* DATA RECORDS

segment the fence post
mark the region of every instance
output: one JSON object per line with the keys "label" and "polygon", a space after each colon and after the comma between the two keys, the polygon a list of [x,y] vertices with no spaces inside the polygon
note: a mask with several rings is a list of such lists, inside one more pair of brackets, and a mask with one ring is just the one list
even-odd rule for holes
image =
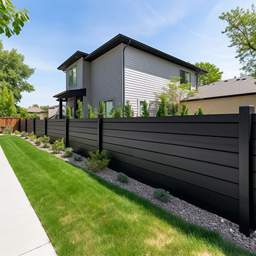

* PROBLEM DETAILS
From the entries above, pull out every line that contains the word "inside". Capital and lowercase letters count as different.

* EXPECTED ANSWER
output: one JSON object per line with the keys "label" and "polygon", a space after each colon and after the comma between the two keys, the polygon a list of [x,y] vertices with no spaces inside the polygon
note: a mask with several rings is a list of such lists, inside one more pair of brackets, and a mask with one ring is just the one list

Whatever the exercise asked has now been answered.